_Ausgangstext:_
──────────

Anwalt für Strafrecht: Schwerer Raub
In seinem Beschluss vom 21. Oktober 2014 – 4 StR 351/14 hat sich der Bundesgerichtshof mit der Frage auseinandergesetzt, worauf es ankommt, um eine Waffe oder ein anderes gefährliches Werkzeug bei einem Raub zu verwenden.
Um eine Waffe oder ein anderes gefährliches Werkzeug beim Raub gem. § 250 StGB zu verwenden, muss der Geschädigte hiermit bedroht werden. Durch die Nutzung einer Waffe oder eines gefährlichen Werkzeugs muss das Opfer in eine qualifizierte Zwangslage versetzt worden sein.
Im vorliegenden Fall entschied der Bundesgerichtshof, dass es maßgeblich darauf ankommt, dass die bedrohte Person die Waffe oder das gefährliche Werkzeug als solche auch wahrnimmt. Der Geschädigte hatte einen Gegenstand in der Hand des Täters erkannt. Identifizieren konnte der Geschädigte den Gegenstand jedoch nicht. Deshalb schied nach Auffassung des BGH aus, dass durch den Einsatz des Gegenstandes der Geschädigte in eine qualifizierte Zwangslage versetzt worden sei. Eine Verurteilung wegen schweren Raubs mit einer Mindeststrafe von fünf Jahren konnte somit nicht erfolgen. Vielmehr lag lediglich eine räuberische Erpressung vor.
Anwalt für Strafrecht: Urkundenfälschung - § 267 StGB
In seinem Beschluss vom 3. Mai 2012 – 2 StR 446/11 musste sich der Bundesgerichtshof mit der Frage auseinandersetzen, ob eins dem Tatplan entsprechendes mehrfaches Gebrauchen einer gefälschten Urkunde eine Strafbarkeit der Urkundenfälschung nach § 267 StGB in mehreren Fällen darstellt.
Im zu entscheidenden Fall hatte der Angeklagte unechte Urkunden hergestellt. Diese gefälschten Dokumente wurden dann vom Mitangeklagten mehrfach für verschiedene Betrugs- und Untreuestraftaten verwendet.
Der Bundesgerichtshof sah darin jedoch kein gesondert verfolgbares Tatunrecht des Angeklagten. Eine strafbare Teilnahme des Fälschers an dem von einem anderen vorgenommenen Gebrauchmachen derselben Urkunde kommt nicht in Betracht. Insoweit liegt eine deliktische Einheit vor, in der die Beihilfehandlung aufgeht. Insofern der Angeklagte im übrigen Beihilfe zum (versuchten) Betrug leistet, ist nur eine Beihilfe im Rechtsinne gegeben.

──────────

_Einträge im Datensatz:_
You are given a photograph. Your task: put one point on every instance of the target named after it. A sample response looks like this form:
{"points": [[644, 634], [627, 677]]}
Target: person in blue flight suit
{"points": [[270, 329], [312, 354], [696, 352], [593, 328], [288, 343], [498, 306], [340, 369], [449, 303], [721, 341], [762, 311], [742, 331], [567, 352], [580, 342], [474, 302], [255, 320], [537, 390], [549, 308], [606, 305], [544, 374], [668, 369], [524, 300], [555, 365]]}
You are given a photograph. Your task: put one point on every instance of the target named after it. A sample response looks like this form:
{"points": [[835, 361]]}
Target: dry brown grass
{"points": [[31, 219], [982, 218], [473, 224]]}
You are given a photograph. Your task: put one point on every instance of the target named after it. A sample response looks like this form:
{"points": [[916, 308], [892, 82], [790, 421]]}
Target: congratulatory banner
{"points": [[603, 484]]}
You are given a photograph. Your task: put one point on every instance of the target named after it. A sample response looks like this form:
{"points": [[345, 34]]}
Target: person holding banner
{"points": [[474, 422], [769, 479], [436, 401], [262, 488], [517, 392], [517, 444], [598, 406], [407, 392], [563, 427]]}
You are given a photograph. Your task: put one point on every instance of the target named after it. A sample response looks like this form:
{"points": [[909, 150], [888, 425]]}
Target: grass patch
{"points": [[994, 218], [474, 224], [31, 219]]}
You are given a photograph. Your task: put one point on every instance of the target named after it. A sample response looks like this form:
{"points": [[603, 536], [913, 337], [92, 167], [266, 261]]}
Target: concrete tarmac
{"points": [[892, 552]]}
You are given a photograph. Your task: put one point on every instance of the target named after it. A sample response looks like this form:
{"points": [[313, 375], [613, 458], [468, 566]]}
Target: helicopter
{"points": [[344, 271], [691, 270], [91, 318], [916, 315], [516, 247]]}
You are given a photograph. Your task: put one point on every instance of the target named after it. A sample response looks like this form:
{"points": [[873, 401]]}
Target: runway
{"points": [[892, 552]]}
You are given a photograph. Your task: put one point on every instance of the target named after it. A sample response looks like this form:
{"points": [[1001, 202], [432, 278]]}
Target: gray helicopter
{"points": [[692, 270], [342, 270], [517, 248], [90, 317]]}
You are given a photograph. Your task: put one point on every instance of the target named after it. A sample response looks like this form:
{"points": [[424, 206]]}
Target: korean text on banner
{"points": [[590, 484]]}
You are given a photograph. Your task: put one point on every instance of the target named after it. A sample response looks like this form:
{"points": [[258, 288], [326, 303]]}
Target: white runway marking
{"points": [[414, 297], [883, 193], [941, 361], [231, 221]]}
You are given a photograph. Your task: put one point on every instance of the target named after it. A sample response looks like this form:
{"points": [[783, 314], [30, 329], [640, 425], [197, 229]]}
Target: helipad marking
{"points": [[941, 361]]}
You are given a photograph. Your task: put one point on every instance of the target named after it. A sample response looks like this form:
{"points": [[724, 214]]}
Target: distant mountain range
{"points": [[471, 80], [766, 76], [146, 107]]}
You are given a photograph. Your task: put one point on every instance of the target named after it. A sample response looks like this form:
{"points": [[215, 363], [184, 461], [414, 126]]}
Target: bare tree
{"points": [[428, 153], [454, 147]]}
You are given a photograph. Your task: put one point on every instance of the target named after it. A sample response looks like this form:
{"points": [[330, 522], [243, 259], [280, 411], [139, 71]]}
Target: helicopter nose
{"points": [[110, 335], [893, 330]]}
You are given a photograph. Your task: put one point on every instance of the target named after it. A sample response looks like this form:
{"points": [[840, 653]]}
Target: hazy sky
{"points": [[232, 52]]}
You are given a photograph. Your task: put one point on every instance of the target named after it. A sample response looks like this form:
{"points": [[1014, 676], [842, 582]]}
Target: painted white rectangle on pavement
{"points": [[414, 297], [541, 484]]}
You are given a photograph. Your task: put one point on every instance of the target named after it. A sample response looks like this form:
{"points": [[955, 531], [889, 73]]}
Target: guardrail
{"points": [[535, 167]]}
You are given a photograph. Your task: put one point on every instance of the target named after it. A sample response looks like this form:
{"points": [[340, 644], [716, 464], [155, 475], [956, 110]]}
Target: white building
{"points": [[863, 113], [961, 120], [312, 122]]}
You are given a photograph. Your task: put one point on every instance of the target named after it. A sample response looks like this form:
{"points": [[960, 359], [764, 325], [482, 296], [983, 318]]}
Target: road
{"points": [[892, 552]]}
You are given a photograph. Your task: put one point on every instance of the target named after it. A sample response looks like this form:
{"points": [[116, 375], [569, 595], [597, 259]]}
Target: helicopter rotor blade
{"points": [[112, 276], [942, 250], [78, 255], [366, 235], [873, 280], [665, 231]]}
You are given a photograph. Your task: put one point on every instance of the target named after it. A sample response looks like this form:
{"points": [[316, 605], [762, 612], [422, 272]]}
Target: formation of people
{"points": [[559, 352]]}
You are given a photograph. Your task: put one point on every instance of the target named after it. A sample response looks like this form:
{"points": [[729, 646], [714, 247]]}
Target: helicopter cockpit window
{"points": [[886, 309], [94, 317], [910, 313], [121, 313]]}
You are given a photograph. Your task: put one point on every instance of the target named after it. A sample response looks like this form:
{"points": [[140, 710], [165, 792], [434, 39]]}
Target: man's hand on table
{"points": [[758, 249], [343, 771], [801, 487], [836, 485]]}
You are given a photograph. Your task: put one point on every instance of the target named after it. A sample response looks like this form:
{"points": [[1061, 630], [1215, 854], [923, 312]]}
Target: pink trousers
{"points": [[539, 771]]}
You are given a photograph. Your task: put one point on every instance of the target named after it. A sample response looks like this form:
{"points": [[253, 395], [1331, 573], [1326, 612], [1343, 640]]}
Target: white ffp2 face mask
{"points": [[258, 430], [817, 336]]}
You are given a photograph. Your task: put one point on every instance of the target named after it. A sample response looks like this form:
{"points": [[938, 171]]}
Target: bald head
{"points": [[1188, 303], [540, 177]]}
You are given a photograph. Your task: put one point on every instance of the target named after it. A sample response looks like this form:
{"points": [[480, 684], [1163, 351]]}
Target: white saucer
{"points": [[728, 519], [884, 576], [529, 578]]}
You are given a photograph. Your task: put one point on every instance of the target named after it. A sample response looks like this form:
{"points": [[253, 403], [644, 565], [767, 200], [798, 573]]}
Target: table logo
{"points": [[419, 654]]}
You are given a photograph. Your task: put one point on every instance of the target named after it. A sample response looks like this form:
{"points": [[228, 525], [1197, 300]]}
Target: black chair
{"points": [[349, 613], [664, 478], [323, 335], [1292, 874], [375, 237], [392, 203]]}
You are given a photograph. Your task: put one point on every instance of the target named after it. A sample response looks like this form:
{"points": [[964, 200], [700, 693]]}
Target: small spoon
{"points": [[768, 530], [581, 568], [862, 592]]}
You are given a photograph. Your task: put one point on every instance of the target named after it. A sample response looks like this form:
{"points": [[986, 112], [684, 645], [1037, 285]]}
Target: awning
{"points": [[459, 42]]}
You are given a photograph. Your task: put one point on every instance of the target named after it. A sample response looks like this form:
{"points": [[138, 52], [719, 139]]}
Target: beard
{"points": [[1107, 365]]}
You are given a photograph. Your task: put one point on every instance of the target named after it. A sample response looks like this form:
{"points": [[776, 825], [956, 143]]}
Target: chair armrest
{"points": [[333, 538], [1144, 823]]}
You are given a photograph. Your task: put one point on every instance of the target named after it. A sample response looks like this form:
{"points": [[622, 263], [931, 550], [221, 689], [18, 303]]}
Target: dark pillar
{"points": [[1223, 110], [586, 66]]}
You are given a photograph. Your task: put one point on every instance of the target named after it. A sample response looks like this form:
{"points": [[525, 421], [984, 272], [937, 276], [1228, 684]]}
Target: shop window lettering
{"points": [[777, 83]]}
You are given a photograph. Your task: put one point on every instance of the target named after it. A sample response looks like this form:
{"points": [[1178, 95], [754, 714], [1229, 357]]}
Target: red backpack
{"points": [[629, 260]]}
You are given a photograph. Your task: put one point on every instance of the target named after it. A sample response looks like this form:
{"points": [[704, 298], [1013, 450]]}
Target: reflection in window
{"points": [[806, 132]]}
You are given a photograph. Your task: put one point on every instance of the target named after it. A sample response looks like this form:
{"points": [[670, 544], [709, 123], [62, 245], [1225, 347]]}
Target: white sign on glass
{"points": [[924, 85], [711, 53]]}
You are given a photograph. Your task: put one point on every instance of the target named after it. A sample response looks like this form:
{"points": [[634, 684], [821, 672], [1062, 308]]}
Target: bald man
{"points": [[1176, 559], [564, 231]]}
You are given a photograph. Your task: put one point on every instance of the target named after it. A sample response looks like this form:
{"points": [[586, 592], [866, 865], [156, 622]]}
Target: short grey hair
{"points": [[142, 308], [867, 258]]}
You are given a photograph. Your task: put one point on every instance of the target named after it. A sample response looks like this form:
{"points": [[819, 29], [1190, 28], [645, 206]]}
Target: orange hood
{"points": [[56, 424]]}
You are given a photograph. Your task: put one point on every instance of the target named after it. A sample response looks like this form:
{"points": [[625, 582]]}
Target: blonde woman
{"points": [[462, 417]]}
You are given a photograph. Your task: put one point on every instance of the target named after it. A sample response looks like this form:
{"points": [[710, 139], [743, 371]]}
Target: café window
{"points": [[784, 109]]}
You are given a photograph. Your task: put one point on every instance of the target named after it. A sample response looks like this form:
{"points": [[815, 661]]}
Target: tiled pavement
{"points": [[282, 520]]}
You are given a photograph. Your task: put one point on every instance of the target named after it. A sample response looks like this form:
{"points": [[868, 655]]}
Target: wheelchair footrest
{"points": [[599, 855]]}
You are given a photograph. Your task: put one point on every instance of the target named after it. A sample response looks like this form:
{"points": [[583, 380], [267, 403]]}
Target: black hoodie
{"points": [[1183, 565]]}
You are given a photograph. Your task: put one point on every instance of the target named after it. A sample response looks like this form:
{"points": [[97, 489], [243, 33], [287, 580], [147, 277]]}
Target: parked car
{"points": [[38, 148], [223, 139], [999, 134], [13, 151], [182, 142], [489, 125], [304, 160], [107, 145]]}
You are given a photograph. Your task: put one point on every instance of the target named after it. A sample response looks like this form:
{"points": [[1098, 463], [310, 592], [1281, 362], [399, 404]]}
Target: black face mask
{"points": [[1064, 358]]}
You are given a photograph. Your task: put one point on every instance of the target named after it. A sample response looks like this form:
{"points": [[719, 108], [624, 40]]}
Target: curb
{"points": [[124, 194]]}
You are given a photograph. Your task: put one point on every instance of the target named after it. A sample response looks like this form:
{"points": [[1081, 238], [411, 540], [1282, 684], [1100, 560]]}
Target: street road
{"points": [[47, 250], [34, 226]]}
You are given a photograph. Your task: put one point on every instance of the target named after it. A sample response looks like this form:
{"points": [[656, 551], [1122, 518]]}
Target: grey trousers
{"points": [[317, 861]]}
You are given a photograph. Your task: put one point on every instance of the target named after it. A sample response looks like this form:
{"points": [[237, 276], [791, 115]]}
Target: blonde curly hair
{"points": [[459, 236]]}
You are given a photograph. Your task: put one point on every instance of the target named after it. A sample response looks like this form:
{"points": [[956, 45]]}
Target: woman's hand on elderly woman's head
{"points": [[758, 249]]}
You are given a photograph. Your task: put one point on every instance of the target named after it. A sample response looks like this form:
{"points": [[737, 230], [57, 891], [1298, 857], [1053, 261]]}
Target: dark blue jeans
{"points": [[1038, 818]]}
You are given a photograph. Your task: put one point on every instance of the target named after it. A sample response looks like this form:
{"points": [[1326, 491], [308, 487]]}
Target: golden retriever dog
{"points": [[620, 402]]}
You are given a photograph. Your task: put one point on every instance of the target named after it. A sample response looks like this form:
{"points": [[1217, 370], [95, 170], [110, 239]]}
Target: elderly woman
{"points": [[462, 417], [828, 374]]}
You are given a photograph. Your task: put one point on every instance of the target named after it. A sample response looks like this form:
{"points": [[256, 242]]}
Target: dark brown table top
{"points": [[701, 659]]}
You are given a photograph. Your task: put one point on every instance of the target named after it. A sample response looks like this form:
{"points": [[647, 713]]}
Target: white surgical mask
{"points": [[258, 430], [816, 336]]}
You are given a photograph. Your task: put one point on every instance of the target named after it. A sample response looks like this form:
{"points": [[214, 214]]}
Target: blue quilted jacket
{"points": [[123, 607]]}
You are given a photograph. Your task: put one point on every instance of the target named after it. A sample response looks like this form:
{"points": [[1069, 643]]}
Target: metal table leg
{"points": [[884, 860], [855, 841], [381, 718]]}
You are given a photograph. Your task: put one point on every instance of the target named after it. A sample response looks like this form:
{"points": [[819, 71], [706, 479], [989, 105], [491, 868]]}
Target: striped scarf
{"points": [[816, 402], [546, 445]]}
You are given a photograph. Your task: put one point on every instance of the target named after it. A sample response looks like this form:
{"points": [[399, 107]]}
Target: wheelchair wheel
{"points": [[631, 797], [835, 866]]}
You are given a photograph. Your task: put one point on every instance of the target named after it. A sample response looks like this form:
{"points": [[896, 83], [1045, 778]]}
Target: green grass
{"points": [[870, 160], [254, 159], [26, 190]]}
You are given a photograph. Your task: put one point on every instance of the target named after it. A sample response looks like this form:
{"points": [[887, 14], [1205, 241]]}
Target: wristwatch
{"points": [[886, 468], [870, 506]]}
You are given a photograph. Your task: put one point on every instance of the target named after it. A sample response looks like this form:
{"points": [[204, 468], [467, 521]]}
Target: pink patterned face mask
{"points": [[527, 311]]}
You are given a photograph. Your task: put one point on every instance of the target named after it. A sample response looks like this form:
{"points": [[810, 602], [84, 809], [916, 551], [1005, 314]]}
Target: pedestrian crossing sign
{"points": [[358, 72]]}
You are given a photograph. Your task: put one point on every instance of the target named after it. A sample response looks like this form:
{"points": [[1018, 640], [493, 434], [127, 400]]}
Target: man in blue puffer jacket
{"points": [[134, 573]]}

──────────

Zitieren Sie bitte aus dem Text über die beiden BGH-Beschlüsse wörtlich die Stelle von „Anwalt für Strafrecht: Schwerer“ bis „Raub zu verwenden.“.

_Antwort folgt:_
Anwalt für Strafrecht: Schwerer Raub
In seinem Beschluss vom 21. Oktober 2014 – 4 StR 351/14 hat sich der Bundesgerichtshof mit der Frage auseinandergesetzt, worauf es ankommt, um eine Waffe oder ein anderes gefährliches Werkzeug bei einem Raub zu verwenden.